BRIEF:
Reproduce every one of the records below word for word, line by line.

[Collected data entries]
_ _ _

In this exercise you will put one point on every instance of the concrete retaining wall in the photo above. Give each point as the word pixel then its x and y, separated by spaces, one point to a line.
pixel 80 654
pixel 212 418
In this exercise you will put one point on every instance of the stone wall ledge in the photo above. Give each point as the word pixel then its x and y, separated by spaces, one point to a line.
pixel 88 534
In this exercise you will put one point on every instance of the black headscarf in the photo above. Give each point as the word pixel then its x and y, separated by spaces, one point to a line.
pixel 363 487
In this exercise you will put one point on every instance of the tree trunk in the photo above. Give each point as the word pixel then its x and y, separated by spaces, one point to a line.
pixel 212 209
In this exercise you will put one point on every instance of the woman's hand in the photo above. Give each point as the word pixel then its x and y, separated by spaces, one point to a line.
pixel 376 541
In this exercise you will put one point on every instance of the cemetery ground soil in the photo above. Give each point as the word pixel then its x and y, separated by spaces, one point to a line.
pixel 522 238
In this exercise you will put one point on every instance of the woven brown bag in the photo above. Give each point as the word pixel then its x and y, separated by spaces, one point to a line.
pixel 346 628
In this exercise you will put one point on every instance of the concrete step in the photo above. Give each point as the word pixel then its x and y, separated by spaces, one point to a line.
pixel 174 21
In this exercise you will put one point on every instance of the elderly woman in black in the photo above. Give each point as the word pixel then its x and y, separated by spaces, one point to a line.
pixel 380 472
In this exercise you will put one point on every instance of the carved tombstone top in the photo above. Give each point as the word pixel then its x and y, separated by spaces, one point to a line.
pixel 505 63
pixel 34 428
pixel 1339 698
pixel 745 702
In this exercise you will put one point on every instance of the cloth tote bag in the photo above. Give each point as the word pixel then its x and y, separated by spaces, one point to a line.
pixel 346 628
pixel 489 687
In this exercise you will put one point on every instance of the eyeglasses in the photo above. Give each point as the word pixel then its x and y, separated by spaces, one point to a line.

_ _ _

REPLY:
In this exercise you will put one point on every instance of the concrete retaining wall in the photo above. Give each point as the word pixel then its x and y, separated by spaces, one point to a line.
pixel 80 654
pixel 212 418
In this exercise you will put one point on every instance of the stone wall ledge in the photo above. Give each point as the word pixel then its x and y, separated by spaces, one point to a line.
pixel 88 534
In this exercise you will put one point on every instance of the black headscarf in the photo above. Give each point as the word pixel then its x and y, separated by spaces, one point to a line.
pixel 363 487
In this exercise you will put one point on every instance of the tree trunk in the photo above. Give each point as the word pixel then its x and y, separated by spaces, one point to a line.
pixel 212 209
In this exercise you will put one point on every instance of the woman's hand in the photo above. Give each point as the word pixel then its x and y, separated by spaces, one point to a line.
pixel 376 541
In this exercise you will put one point on every instance of the cemetery ground soil in the photo above. Give each point as the word pixel then its x and y, separated by spaces, one point to a line.
pixel 522 238
In this exercise you will put one point on every instance of the woven brown bag in the photo above. Give each point as the word pixel then its x and y, separated by spaces, one point to a line.
pixel 346 628
In this exercise you will put one point on every instance of the concrete step in the photo above. Give each point as the word pixel then its x and y, separated by spaces, one point to a line.
pixel 174 21
In this exercise you will put one point on every instance of the elderly woman in black in the photo above. Give each point as the word pixel then its x and y, separated by spaces, one point to a line.
pixel 380 472
In this exercise you will put one point on every instance of the carved tombstone top in the photo above. Give each point as the word pixel then its x and y, separated by spaces, one point to a line.
pixel 505 63
pixel 34 428
pixel 1339 698
pixel 745 702
In this exercise you will put one point on every instance of the cloth tote bag in the photo above. Give each point as the word pixel then its x and y, separated by spaces, one point to a line.
pixel 346 628
pixel 489 687
In this exercise you will put one point on every instance of the eyeglasses in the photo above. Give each point as the word pixel then its x and y, separated by spaces, one point to a line.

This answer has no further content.